-- What this exercise asks --
[a] In the Arctic conference blog post, how long and how many slides does each student elevator pitch get?
[b] Carry on the Arctic conference blog post from the point where it stops.

-- Text shown --
● ● ● ● ● ● ●

It is snowing in London. Roll on the inevitable British winter – the blocked roads, the cancelled flights, the closed schools and the queues at petrol stations. Outside our «charmant appartement» here in Québec City we look out on snow piling high on church towers, listen to the sound of crunching boots and catch our breath in the -15°C air. Winter may have arrived in La Belle Province, but the Arctic Change 2017 conference is in full swing.
We arrived this morning in the huge Centre des congrès de Québec to the chatter of Arctic researchers of all ages – from the long stockings and tartan skirts of schoolgirls to the suitcase wheeling suits of professors. Everything about a conference was soon underway. Bonding over velcro in the poster hall. Unexpected feedback in the plenary. A sudden lack of technical support at the critical moment. In a room full of excited scientists, none of it really matters.
Today was the ‘Student Day’, a chance to warm up after the main event kicks off tomorrow. The highlight for us by far was the student elevator pitches – one slide and one minute to sum up a research project. We were blown away by the quality and range of work underway across the Arctic, and the quality and range of talks! Ukelele songs and caribou cams, teabags and drones, Facebook, fishing, birdsong, belugas…the list goes on.
The rest of the day unfolded in a series of meetings, workshops and panel discussions. We enjoyed learning about international collaboration, data management and policy making, among others. Most of all, we enjoyed the chance to catch up with old friends and make new ones (still looking for two months at sea anyone??), before retiring to the Arctic-themed pub quiz to end the day.
It’s now 10pm and the snow is still falling. Bring on tomorrow.
If you want to meet any of Team Shrub or find out about our work, you can catch us at:
MON06 – I. Monitoring, Modeling and Predicting Arctic Biodiversity
(Wednesday, 10.30-12.00, Room 203)
10.45 – Isla Myers-Smith: Attribution of ecological change to warming across the tundra biome – a summary of recent data syntheses
11.15 – Jeff Kerby: Meso-scale Arctic ecology: Leveraging the High Latitude Drone Ecology Network (HiLDEN) to address longstanding knowledge gaps
MON05 – I. Arctic Remote Sensing: Improving Arctic Monitoring of Sea Ice, Snow, Glaciers and Permafrost for Wildlife Preservation
(Thursday, 10.30-12.00, Room 302 B)

● ● ● ● ● ● ●

-- Data segment --
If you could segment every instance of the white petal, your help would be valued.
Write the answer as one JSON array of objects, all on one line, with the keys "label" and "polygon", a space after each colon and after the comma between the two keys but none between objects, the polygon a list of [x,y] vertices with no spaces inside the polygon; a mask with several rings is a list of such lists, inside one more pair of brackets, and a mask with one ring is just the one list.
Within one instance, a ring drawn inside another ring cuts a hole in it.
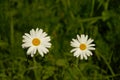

● ● ● ● ● ● ●

-- Outputs by task --
[a] One minute and one slide.

[b]
10.45 – Jakob Assmann: Drone imagery reveals scale mismatch between satellite-observed tundra greenness and on-the-ground vegetation monitoring
ECO13. Arctic Tundra and Vegetation
(Thursday, 10.30-12.00, Room 303 A)
10.45 – Haydn Thomas: Changes in plant functional traits across a warming tundra biome: Linking vegetation change to ecosystem function
MON05 – II. Arctic Remote Sensing: Improving Arctic Monitoring of Sea Ice, Snow, Glaciers and Permafrost for Wildlife Preservation
(Thursday, 13.30-15.00, Room 302 B)
14.30 – Andrew Cunliffe: Monitoring Arctic changes with drones
ECO14 – II. Arctic Wildlife
(Thursday, 13.30-15.00, Room 301 B)
16.15 – Cameron Eckert: Identifying key wildlife movement corridors on Herschel Island-Qikiqtaruk Territorial Park
INT03. Arctic Cooperation in Action – the UK-Canada Arctic Partnership, 2017 Bursaries Programme: Aims, Results and Next steps
(Thursday, 15.30-17.00, Room 303 A)
16.45 – Isla Myers-Smith: Quantifying the drivers of rapid tundra vegetation change – increased productivity and permafrost thaw
156 – Sandra Angers-Blondin: Reading between the rings: How does competition affect the climate sensitivity of shrub growth?
158 – Haydn Thomas: Decomposition patterns across the tundra biome: Litter substrate explains more than environment.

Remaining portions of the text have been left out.